● AUFGABE:
Im Text über die geplante Reichensteuer zitiert man die KIELER NACHRICHTEN. Als was bieten die Grünen darin ihre Dienste an?

In der rot-grünen Koalition mehren sich die Stimmen für eine Sondersteuer für Spitzenverdiener. Die steuerpolitische Kehrtwende kommentieren die KIELER NACHRICHTEN:

"Der Plan, den Spitzensteuersatz zu erhöhen, konterkariert die eigene Reformpolitik, zu der gerade dessen Senkung gehörte. Künftig soll das Herz der alten Tante SPD wieder links schlagen. Und damit es kräftig genug schlägt, bieten die Grünen ihre Dienste als Herzschrittmacher an. Diese Entwicklung wollte der Kanzler mit seinem Vorstoß für Neuwahlen unbedingt verhindern. Der Befreiungsschlag ist misslungen. Schröder ist ein Getriebener seiner eigenen Truppen geworden."

Ähnlich negativ bewertet die WESTDEUTSCHE ZEITUNG die Vorschläge für eine Reichensteuer:

"Natürlich ist es angesichts der schwierigen Haushaltslage legitim, alle sinnvollen Einnahmemöglichkeiten auszuloten. Rein rechnerisch brächte allerdings die Millionärssteuer relativ wenig, zumal die Einkommenssteuer insgesamt gerne überschätzt wird. Und die ins Visier genommenen 'Millionäre' sind prädestiniert, sich passende steuerliche Gestaltungsmöglichkeiten oder gar andere Wohnsitze zu suchen. Deutschland hätte nicht nur den Imageschaden, sondern statt Mehreinnahmen sogar finanzielle Verluste."

● GEGEBENE ANGABEN:
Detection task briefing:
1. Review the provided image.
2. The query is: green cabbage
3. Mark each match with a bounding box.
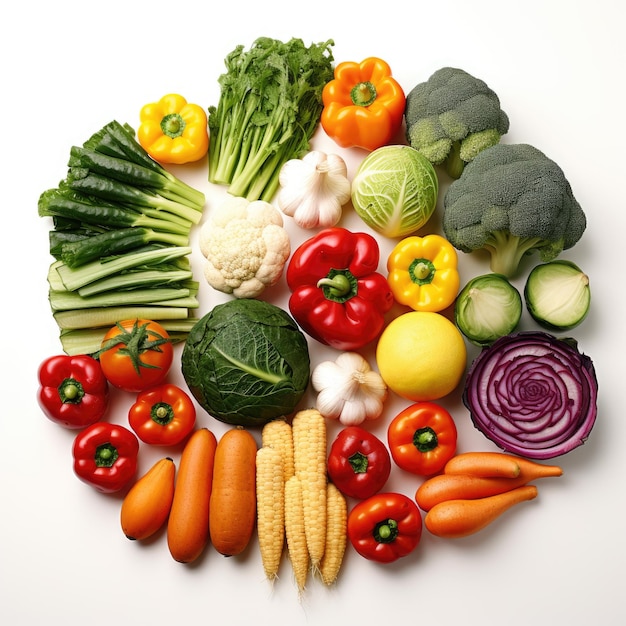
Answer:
[182,299,311,426]
[352,145,439,237]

● ANTWORT:
Als Herzschrittmacher.